Present every line of the rows below as a numbered list, leaving out blank lines and any pictures.

Excerpts of location labeling rows:
▬▬▬

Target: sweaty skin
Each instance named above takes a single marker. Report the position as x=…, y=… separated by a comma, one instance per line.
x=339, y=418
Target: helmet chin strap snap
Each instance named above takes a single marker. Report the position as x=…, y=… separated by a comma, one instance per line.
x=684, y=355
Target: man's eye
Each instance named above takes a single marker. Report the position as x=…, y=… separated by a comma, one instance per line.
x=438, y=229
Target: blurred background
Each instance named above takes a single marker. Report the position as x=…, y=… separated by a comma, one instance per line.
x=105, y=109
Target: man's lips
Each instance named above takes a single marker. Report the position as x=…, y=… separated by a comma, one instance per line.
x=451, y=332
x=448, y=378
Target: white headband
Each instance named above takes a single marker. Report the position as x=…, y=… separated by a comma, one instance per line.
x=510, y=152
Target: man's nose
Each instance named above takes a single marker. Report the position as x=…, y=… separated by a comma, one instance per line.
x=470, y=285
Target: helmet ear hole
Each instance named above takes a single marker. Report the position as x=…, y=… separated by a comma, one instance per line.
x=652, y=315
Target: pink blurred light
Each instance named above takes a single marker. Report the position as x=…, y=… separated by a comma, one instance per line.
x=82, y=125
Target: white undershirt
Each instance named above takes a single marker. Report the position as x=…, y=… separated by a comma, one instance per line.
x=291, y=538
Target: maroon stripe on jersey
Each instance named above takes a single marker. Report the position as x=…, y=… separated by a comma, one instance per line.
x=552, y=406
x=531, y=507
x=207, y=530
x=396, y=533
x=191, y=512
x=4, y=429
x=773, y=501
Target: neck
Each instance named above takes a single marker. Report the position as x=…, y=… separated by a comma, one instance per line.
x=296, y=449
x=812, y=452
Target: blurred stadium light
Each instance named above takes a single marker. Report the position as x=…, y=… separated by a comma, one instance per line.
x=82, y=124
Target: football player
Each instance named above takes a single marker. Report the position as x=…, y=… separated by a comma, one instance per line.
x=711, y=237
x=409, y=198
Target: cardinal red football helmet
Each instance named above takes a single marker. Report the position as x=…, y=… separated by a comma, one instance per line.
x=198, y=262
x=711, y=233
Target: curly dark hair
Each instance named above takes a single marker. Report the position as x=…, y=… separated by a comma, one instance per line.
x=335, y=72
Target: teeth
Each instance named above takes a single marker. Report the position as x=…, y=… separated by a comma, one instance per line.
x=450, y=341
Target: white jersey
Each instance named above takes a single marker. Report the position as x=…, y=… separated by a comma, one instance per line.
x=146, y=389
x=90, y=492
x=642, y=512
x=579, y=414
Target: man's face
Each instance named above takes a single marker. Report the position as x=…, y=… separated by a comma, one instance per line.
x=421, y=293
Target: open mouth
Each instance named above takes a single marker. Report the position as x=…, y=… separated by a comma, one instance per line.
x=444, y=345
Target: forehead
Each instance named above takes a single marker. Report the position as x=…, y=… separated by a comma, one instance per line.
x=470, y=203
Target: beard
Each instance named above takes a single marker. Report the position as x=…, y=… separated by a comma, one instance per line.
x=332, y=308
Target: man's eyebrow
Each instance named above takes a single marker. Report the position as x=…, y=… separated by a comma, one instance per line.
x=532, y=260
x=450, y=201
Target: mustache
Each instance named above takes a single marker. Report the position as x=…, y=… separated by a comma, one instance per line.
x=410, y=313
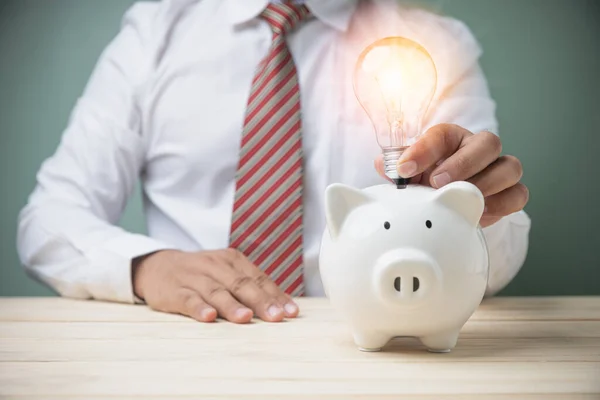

▬▬▬

▶ Answer to the problem:
1. Target: sweaty skin
2. Each instance named above takes a single marker. Report the position as x=…, y=… separated by a comma, one instance per line.
3. x=339, y=418
4. Target: helmet chin strap snap
5. Each instance named above takes a single marker. Report the position as x=…, y=… separated by a comma, one instance per line.
6. x=684, y=355
7. Target: man's eye
8. Each instance named above takes a single marker. Report the position as x=…, y=… separated by a comma, one instance per line.
9. x=438, y=229
10. Target: blurred background
11. Each instance named above takes a single marker. Report the position as x=…, y=… separated by a comma, one instance per line.
12. x=105, y=109
13. Target: man's lips
14. Each instance named above takes a single marker. Report the position as x=…, y=… separated by a comma, one instance per line.
15. x=451, y=332
16. x=448, y=378
17. Target: white headband
18. Each instance named above takes a single marker. Report the position as x=…, y=… separated by a comma, one instance per line.
19. x=510, y=152
20. Target: man's nose
21. Each instance named above takes a single marker. Report the position as x=…, y=… separated by a comma, one instance per line.
22. x=470, y=285
23. Target: helmet ear hole
24. Each instance named above takes a single marker. Report the position as x=…, y=… separated by a comma, one instance per line.
25. x=652, y=315
26. Target: pink blurred light
27. Each instance named above takes a single marker. Report the position as x=…, y=… separated by a comma, one instance per line.
28. x=82, y=125
29. Target: white undershirt
30. Each instance named above takes a single marker. Report the position as x=…, y=… separated by a comma, one instance per line.
31. x=291, y=538
32. Target: maroon stripe on jersey
33. Each instance named above takes a single marker. Report the position as x=…, y=… separated by a comma, one instance per line.
34. x=552, y=406
35. x=531, y=507
36. x=207, y=530
37. x=396, y=533
38. x=191, y=512
39. x=4, y=429
40. x=773, y=501
41. Target: neck
42. Each instance named above takes a single marker. Report the position as x=…, y=… separated by a comma, one instance per line.
43. x=296, y=449
44. x=812, y=452
45. Target: blurred stadium light
46. Each instance named above takes a single marker. Report the position as x=…, y=… separated by a comma, one instance per line.
47. x=82, y=124
48. Target: football player
49. Each instance named above takes a single marker. Report the position as x=…, y=… separated by a comma, one instance per line.
50. x=711, y=237
51. x=409, y=198
52. Target: cardinal red football helmet
53. Each instance named above takes a single marker. Report the position as x=…, y=… separated by a comma, one instance per line.
54. x=198, y=262
55. x=711, y=233
56. Target: curly dark hair
57. Each instance named above takes a single marker. Report the position as x=…, y=… separated by a comma, one instance per line.
58. x=335, y=72
59. Target: teeth
60. Each instance named above takes a single marker. Report the position as x=…, y=… separated by a comma, one instance per line.
61. x=450, y=341
62. Target: white jersey
63. Each instance named above takes a single marker. Report the position as x=…, y=… separated by a comma, one instance per line.
64. x=146, y=389
65. x=90, y=492
66. x=642, y=512
67. x=579, y=414
68. Target: man's face
69. Each instance named above takes a single marker. Report the position as x=…, y=… separated by a comma, one instance per line.
70. x=421, y=293
71. Target: open mouth
72. Each instance named above takes a single marker. Report the position as x=…, y=… separated by a comma, one instance per line.
73. x=444, y=345
74. Target: forehead
75. Each instance named above takes a single marker. Report the position as x=…, y=… separated by a comma, one instance per line.
76. x=470, y=203
77. Target: beard
78. Each instance named above takes a single marker. Report the position as x=…, y=… separated by a comma, one instance per line.
79. x=332, y=308
80. Target: man's eyebrow
81. Each instance named above takes a single marker. Report the position as x=…, y=… separated by a comma, one instance per line.
82. x=532, y=260
83. x=450, y=201
84. Target: mustache
85. Each instance named above takes a single marker. Report the position as x=…, y=… separated by a comma, one instance per line.
86. x=410, y=313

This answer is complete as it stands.